* _Exercise goal_
Nothing should appear in the answer except the lines from the one containing "The automated pipeline tagged hoodie" through the end of the listing, repeated exactly.
━━━
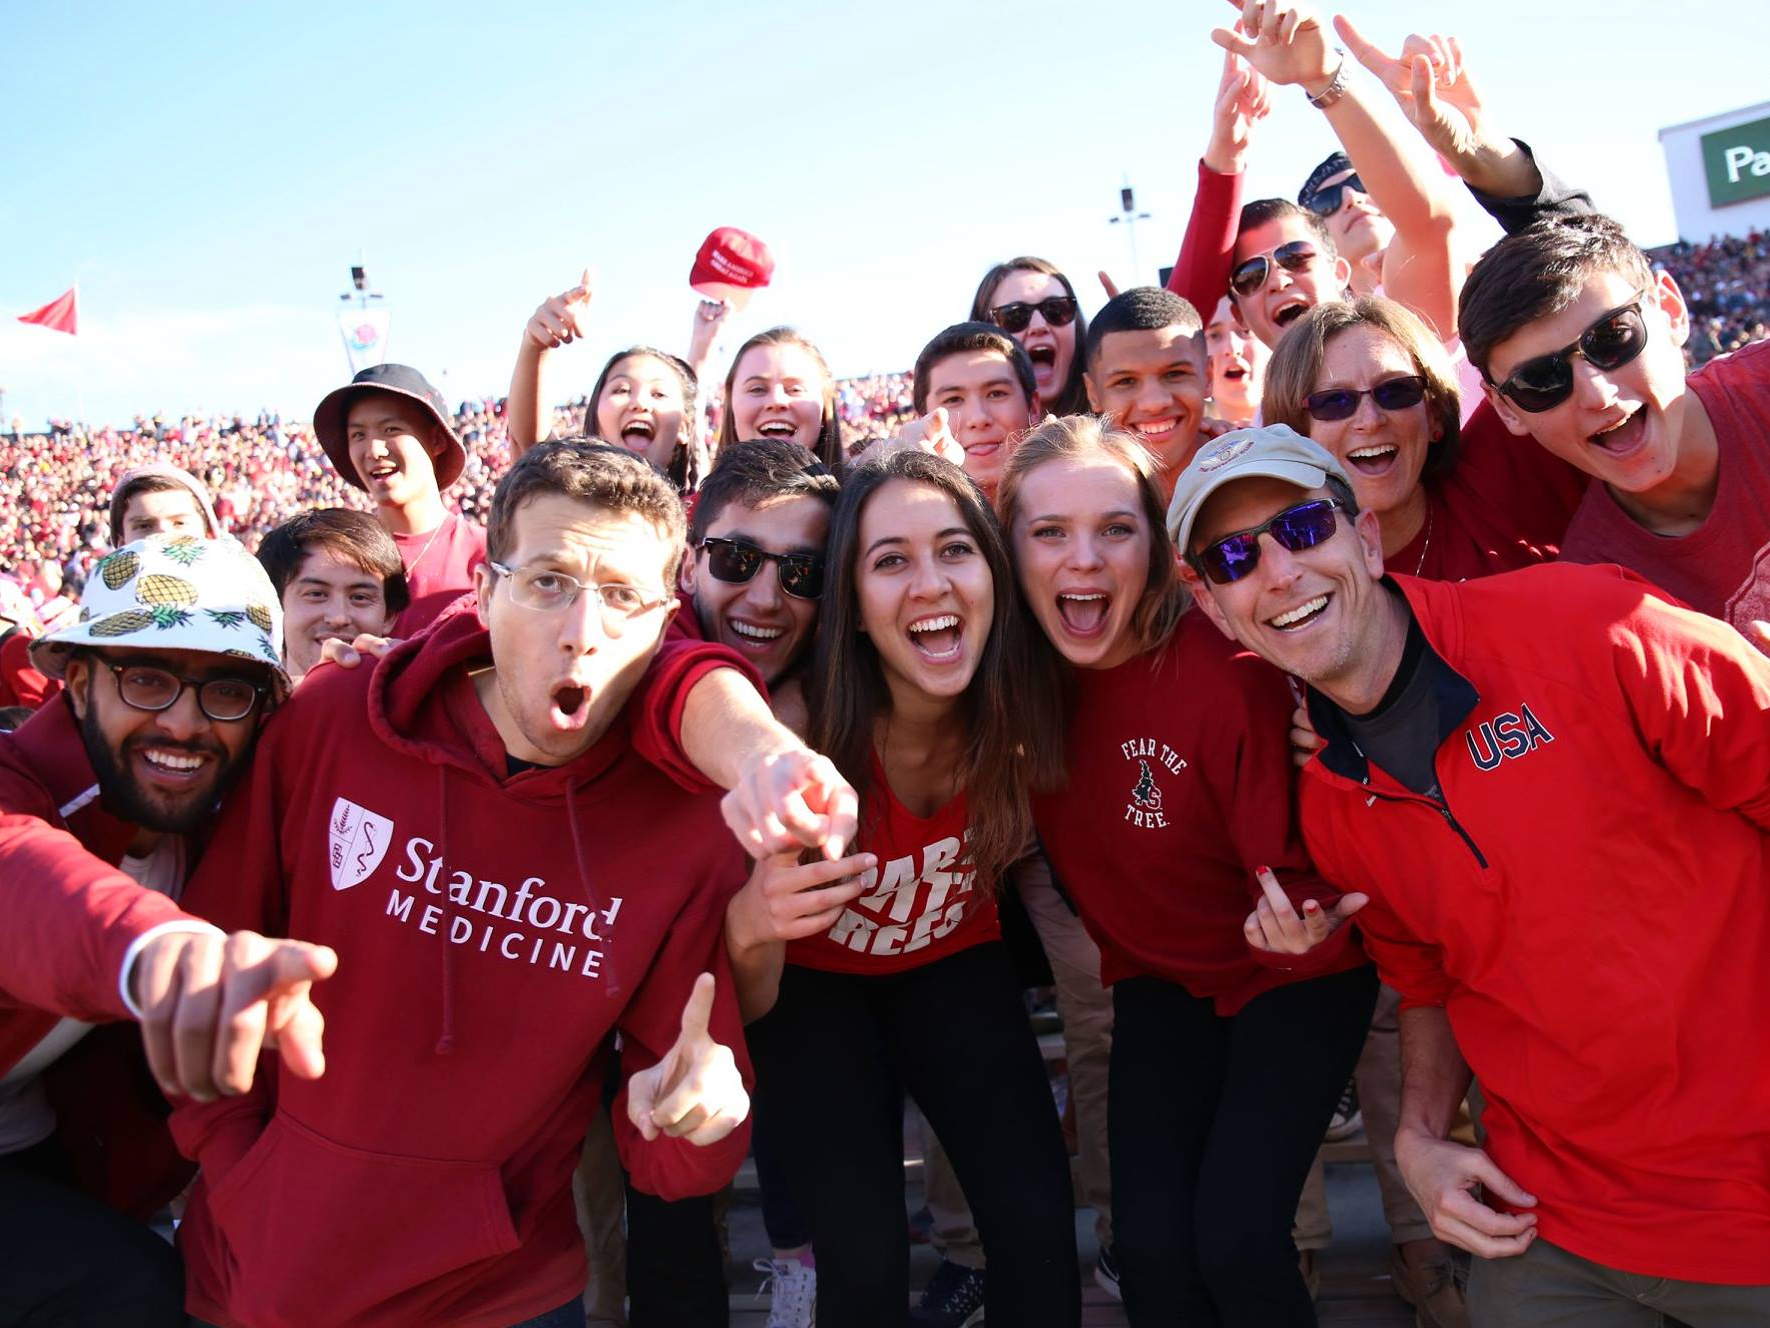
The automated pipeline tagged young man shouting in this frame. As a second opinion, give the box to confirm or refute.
[1460,213,1770,642]
[172,443,756,1328]
[1170,425,1770,1325]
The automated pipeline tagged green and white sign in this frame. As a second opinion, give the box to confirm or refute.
[1702,115,1770,208]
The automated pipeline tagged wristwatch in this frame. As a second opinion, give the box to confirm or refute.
[1307,49,1349,109]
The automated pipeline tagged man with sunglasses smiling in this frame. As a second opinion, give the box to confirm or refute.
[1170,424,1770,1325]
[0,535,337,1328]
[681,438,836,715]
[1462,214,1770,646]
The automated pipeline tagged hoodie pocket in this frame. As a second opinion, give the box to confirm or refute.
[207,1111,521,1328]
━━━
* _Result_
The automated pipeline tagged hoodie pocket in this frame. As a second opinion, give the box to confirm or refute.
[207,1111,521,1328]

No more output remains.